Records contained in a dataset
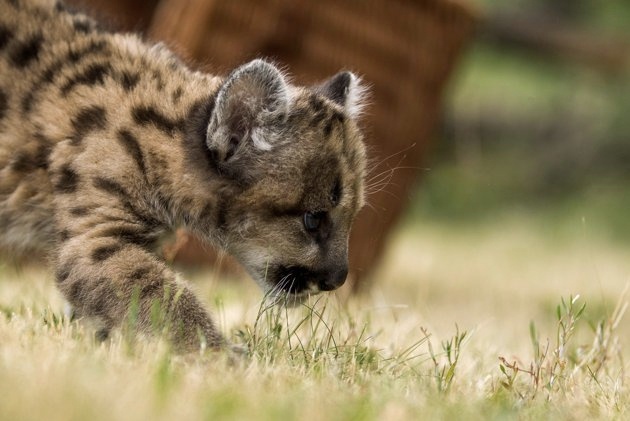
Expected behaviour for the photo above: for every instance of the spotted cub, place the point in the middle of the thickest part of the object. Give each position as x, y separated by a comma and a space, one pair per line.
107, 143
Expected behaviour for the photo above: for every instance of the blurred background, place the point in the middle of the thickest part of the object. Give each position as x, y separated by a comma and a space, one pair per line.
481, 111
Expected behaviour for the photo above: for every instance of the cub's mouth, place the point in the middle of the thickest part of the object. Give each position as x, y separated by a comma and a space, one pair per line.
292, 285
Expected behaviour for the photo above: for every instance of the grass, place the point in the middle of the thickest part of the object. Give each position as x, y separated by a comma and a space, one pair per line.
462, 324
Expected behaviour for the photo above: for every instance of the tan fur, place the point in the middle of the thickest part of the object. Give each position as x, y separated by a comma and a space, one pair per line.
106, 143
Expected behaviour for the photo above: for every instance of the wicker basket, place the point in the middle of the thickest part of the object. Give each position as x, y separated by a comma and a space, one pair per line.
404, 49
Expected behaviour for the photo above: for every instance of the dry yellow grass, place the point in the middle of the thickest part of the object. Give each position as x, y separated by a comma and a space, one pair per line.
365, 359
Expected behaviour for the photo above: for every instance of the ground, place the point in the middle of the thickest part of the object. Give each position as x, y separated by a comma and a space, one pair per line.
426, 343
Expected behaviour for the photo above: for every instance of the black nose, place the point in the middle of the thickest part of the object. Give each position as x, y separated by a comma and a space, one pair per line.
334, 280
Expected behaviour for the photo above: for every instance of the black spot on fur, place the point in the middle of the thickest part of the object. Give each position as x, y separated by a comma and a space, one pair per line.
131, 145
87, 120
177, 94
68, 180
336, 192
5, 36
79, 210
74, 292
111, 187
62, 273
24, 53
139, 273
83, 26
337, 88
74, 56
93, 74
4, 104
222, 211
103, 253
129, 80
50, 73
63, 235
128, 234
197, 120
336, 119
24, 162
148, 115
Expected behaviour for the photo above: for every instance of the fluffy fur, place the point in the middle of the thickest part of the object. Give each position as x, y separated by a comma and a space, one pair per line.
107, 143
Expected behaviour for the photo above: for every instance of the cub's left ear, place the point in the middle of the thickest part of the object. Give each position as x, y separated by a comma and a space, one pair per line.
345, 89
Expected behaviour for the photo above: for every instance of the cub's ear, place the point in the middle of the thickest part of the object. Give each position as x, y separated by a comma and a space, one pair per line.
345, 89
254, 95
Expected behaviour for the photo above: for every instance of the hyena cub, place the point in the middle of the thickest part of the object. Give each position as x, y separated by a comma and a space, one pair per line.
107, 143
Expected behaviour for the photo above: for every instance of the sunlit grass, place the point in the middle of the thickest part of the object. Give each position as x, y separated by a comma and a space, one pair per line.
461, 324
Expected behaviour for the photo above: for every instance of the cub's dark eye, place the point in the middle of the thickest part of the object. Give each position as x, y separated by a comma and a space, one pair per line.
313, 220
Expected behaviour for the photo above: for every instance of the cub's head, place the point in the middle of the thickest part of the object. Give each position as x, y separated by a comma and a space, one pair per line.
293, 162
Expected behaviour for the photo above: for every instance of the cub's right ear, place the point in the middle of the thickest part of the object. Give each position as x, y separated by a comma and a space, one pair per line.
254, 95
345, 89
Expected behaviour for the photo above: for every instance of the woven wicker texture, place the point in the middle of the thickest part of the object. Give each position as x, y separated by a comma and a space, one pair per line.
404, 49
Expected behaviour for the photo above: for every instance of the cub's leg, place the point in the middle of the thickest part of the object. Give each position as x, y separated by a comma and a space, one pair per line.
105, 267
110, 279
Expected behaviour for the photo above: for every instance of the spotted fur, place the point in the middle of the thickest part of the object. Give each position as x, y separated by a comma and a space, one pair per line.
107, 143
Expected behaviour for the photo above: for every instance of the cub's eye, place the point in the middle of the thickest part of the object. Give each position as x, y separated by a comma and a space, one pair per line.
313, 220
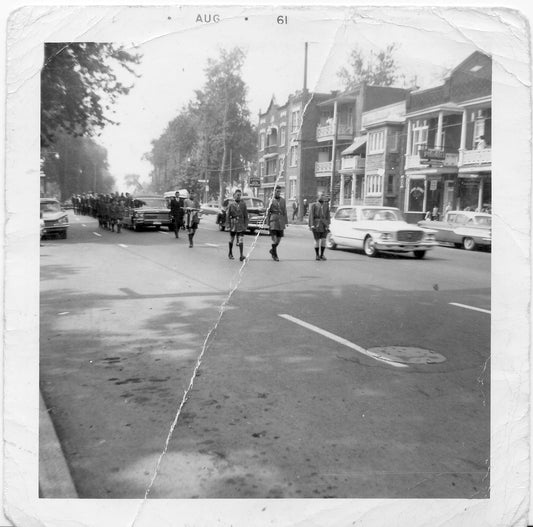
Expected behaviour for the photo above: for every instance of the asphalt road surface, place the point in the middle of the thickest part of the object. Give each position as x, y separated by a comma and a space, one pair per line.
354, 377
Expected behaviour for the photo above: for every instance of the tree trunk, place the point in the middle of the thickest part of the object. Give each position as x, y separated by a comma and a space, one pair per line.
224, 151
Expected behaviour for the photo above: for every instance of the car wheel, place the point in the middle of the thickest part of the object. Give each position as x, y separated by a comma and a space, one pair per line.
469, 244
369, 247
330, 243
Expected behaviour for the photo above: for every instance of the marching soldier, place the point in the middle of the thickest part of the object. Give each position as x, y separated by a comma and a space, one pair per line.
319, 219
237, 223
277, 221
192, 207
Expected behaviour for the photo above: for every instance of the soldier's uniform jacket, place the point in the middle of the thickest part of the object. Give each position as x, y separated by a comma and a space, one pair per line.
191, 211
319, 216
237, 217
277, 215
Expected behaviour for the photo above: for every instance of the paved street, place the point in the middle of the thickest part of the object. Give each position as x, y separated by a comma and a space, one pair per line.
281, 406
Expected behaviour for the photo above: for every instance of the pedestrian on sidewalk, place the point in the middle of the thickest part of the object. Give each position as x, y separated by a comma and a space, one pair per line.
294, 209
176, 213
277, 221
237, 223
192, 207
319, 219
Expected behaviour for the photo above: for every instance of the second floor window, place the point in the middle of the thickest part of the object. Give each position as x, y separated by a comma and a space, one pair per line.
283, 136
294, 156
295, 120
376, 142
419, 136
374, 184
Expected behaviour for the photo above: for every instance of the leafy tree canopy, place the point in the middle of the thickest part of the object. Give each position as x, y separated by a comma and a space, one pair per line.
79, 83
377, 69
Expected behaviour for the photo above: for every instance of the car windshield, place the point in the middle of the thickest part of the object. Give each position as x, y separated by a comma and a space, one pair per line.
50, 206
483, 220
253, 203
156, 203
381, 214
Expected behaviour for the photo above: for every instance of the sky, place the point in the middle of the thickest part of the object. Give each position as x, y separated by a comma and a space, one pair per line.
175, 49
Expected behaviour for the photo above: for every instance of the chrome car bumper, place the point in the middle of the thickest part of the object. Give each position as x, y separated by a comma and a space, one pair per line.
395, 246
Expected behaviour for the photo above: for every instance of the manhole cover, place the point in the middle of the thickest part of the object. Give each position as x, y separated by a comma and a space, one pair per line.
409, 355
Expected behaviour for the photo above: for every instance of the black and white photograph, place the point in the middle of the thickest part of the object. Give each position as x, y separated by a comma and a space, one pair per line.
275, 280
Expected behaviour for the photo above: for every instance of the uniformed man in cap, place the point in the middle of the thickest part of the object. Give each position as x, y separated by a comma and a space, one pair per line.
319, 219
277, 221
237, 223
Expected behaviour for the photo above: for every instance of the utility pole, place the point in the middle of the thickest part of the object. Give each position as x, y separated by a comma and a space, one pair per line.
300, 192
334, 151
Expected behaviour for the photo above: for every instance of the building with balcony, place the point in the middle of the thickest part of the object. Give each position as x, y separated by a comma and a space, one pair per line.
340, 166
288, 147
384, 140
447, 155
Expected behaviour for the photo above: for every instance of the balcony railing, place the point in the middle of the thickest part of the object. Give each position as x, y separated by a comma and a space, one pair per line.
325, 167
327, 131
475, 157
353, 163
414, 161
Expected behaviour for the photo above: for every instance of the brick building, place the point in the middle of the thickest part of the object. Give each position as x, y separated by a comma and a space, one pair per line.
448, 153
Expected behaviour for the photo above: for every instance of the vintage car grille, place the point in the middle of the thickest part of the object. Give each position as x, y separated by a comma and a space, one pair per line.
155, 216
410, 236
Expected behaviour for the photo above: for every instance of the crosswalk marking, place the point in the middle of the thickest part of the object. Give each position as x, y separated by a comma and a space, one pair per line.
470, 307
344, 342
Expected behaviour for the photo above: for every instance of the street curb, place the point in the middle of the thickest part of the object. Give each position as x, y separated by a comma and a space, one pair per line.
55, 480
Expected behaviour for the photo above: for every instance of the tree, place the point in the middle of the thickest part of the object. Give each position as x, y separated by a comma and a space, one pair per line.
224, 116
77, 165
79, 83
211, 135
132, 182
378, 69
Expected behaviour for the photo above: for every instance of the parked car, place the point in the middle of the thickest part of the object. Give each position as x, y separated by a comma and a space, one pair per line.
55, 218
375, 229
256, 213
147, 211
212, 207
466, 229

→ Written problem:
Write out, word for word, every line from the one containing "of the crosswalk" through the last line of the records above.

→ Solution for this exercise:
Expected behaviour for the photo above: for every instance of the crosswalk marking, place the point in the middle of the thickest part of the object. Give each position as x, y separated by a comma and a space, one pair per line.
470, 307
344, 342
Expected behaviour for the photo above: for every instance of the street curb, place the point in the middle of the thickest part of the object. Give each position as x, y separated by a comma and a space, one pair per line.
55, 480
Expected behaviour for the photo above: for every instance of the tree, place the point in the middle of the thickest part of the object. Give each position as x, y separated by a comma and a space, one pair per line.
224, 116
77, 165
79, 83
211, 135
132, 182
378, 69
Expected behaviour for the photo above: for every instance of the parked car, place the point in the middle of the thickest part of the object. Give each position as x, y separated by a comma and a space, one pair per line.
55, 218
375, 229
256, 213
147, 211
212, 207
466, 229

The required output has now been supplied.